● **TEXT SHOWN**

'''

About sparse matrix table

Hi, I am interested to try out using sparse matrix table but I am a bit confuse about the workflow to properly load the data.

1> I noticed that transform_gvcf should be run on a mt with only 1 column. That means if I have an individual gvcf I am god to go, but if I have a gvcf with multiple individuals, I need to select each column and transform it to its own sparse mt… am I right ?

2> If I get it right, combine_gvcf take a list of sparse mt. That means if I get a sparse mt for each of my individuals at Q1, then I can combine them into one unique sparse mt using that function… am I right ?

3> Can I combine_gvcf incrementally ? let say I have 3 individuals. First I use transform_gvcf of individual A into A.smt and B into B.smt. Then I combine_gvcf of [A.smt, B.smt] into all.smt. Then I transform_gvcf of individual C into C.smt. Can I combine_gvcf of [all.smt, C.smt] into all.smt ?

Thanks

Thank you for your interest! To answer your questions:

  1. Sort of. The issue here is the correctness of INFO fields. The transform_gvcf method copies every INFO field (except DP and END) into the matrix table entry into a field called gvcf_info. Recomputing those INFO fields requires doing an aggregation over those entries. If you have a field such as VAR_DP which would then be aggregated back with a sum, you will end up with a result that is too large because we will have copied the original VAR_DP multiple times.
  2. Correct.
  3. Yes! combine_gvcfs inputs and outputs are sparse matrix tables. Therefore we can easily add samples in an incremental fashion. Be aware this requires a read and write of all data so it can be costly in terms of compute time, but we can incrementally add samples easily.
1 Like

'''

Data records:
'''

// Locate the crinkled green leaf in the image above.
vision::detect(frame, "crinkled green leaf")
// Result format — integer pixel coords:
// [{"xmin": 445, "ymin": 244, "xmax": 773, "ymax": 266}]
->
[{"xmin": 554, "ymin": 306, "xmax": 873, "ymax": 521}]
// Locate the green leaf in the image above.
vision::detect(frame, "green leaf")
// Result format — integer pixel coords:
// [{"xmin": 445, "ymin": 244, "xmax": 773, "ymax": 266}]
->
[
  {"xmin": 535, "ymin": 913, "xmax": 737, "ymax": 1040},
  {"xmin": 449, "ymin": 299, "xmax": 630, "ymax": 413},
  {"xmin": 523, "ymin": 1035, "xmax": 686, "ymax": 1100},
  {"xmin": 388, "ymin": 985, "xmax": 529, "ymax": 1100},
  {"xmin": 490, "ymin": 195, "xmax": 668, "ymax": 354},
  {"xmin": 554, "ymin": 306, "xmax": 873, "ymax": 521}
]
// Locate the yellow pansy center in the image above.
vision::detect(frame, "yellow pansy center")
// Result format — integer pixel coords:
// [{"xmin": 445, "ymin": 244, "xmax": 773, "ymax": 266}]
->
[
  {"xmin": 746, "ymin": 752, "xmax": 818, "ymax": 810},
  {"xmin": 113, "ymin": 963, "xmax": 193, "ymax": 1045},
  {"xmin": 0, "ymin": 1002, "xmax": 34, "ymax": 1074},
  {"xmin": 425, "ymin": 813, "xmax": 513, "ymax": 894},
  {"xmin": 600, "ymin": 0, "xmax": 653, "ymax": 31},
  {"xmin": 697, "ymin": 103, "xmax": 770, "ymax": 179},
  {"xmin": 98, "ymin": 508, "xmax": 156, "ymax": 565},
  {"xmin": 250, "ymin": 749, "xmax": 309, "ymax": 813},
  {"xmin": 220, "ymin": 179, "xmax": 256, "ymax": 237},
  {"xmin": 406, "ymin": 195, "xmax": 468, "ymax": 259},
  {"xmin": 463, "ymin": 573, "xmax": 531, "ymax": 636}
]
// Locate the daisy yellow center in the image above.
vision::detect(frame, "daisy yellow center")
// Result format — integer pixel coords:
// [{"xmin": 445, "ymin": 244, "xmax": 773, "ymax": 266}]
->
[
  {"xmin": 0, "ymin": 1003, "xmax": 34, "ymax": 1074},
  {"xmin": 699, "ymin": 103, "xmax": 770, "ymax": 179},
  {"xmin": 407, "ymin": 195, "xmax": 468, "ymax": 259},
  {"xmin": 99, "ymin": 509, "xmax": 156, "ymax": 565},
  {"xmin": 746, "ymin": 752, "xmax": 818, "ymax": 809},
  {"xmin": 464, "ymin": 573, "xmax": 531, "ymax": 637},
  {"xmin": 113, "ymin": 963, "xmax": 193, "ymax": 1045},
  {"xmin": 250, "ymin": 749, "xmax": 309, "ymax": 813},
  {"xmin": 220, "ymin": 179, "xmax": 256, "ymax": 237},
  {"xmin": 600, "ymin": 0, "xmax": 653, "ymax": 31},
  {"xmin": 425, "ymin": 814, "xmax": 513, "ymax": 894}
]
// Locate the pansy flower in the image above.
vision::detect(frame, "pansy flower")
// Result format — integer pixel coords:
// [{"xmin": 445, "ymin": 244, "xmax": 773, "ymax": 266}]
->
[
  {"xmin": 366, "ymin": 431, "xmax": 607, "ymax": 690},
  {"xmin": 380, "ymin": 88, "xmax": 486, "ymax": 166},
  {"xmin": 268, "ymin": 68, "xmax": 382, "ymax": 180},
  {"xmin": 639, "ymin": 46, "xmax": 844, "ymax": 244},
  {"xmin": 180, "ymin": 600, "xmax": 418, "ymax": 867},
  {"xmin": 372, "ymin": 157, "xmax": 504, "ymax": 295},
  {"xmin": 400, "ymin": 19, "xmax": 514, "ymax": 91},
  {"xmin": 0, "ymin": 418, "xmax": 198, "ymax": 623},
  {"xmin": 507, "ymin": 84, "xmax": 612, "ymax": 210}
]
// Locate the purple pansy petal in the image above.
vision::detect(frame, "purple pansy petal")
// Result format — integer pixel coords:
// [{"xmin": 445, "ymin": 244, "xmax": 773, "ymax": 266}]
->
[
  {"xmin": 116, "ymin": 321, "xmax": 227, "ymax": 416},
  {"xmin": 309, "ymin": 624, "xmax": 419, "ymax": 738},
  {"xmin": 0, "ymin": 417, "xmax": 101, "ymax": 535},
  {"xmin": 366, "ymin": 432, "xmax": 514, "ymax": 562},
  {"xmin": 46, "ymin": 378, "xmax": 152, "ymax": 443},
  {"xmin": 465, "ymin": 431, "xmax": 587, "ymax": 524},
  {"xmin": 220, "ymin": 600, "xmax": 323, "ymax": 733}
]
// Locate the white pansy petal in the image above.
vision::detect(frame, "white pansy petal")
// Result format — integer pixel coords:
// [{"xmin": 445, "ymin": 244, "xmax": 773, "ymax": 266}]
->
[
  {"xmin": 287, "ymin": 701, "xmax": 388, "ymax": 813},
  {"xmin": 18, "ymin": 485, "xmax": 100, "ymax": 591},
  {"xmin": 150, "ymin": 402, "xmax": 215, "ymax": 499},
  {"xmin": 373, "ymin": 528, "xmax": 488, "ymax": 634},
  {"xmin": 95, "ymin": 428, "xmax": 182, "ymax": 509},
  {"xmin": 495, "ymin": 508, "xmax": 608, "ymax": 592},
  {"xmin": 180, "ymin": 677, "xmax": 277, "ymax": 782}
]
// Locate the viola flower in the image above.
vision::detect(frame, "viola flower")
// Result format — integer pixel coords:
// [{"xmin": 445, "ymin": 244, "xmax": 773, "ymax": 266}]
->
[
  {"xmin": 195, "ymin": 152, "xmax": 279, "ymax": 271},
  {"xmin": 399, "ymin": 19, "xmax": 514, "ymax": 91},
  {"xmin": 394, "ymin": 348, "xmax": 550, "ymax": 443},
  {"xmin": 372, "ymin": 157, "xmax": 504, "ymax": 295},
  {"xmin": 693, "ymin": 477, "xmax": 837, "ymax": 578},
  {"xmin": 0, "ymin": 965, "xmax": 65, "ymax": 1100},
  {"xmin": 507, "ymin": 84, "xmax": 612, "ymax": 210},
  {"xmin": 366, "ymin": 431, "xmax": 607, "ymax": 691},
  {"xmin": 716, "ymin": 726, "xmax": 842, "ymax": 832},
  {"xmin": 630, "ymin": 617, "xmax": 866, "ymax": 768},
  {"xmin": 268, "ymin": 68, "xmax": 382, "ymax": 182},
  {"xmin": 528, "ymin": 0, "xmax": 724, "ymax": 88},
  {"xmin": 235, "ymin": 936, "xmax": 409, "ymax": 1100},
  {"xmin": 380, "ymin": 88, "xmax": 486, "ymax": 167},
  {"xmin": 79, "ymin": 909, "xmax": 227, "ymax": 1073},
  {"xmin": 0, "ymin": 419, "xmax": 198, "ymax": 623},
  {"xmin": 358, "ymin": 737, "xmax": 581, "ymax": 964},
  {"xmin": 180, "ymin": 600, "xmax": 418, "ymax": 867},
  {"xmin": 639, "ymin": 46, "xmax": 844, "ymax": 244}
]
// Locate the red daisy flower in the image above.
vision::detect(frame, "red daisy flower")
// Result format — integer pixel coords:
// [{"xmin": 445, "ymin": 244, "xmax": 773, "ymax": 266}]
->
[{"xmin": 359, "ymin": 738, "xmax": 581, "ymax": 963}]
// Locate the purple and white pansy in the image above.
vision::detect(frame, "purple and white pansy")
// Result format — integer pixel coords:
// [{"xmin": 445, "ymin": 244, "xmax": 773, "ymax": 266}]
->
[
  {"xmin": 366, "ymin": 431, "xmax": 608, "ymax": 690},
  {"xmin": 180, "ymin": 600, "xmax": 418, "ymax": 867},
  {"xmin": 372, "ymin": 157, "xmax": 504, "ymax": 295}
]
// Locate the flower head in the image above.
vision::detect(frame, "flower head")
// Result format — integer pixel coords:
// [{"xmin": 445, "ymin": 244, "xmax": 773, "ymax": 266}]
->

'''

● **OBJECTIVE 1**
How would you translate this sentence from the sparse matrix table thread into Spanish: "Therefore we can easily add samples in an incremental fashion."
● **OBJECTIVE 2**
Can you reproduce word for word the part of the sparse matrix table thread that begins with the words containing "3> Can I combine_gvcf" and ends with "2. Correct."?
The items aren't needed for any of this work.

● **EXPECTED OUTPUT 1**
Por lo tanto, podemos agregar muestras fácilmente de forma incremental.

● **EXPECTED OUTPUT 2**
3> Can I combine_gvcf incrementally ? let say I have 3 individuals. First I use transform_gvcf of individual A into A.smt and B into B.smt. Then I combine_gvcf of [A.smt, B.smt] into all.smt. Then I transform_gvcf of individual C into C.smt. Can I combine_gvcf of [all.smt, C.smt] into all.smt ?

Thanks

Thank you for your interest! To answer your questions:

  1. Sort of. The issue here is the correctness of INFO fields. The transform_gvcf method copies every INFO field (except DP and END) into the matrix table entry into a field called gvcf_info. Recomputing those INFO fields requires doing an aggregation over those entries. If you have a field such as VAR_DP which would then be aggregated back with a sum, you will end up with a result that is too large because we will have copied the original VAR_DP multiple times.
  2. Correct.